Exercise instructions
Copy out all of the material below, line for line, without changing anything.

=======

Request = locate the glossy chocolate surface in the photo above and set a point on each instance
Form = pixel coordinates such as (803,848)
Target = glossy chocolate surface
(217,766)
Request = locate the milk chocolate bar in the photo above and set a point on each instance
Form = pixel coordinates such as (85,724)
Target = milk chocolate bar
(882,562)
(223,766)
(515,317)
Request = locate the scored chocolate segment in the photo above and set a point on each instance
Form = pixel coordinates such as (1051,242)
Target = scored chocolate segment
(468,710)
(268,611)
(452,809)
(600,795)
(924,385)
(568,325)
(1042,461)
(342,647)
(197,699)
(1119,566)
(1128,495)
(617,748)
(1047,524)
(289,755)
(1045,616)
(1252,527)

=======

Written response
Request = locate the glossy chocolate surface in the photo above and set a point on each instance
Form = pixel coordinates such as (803,848)
Target = glossy chocolate surface
(217,766)
Request = locate the milk chocolate bar in the photo above and set a point on each instance
Form = pixel coordinates such as (85,724)
Target = milk chocolate bar
(882,562)
(223,766)
(515,317)
Request = locate the scored chocolate segment in the photo above and set a point on each instance
Form = pixel coordinates such as (1051,242)
Target = scored chocolate segment
(468,710)
(268,611)
(452,809)
(600,795)
(924,385)
(568,325)
(1042,461)
(342,647)
(197,699)
(1119,566)
(1128,495)
(617,748)
(1047,524)
(289,755)
(1045,616)
(1252,527)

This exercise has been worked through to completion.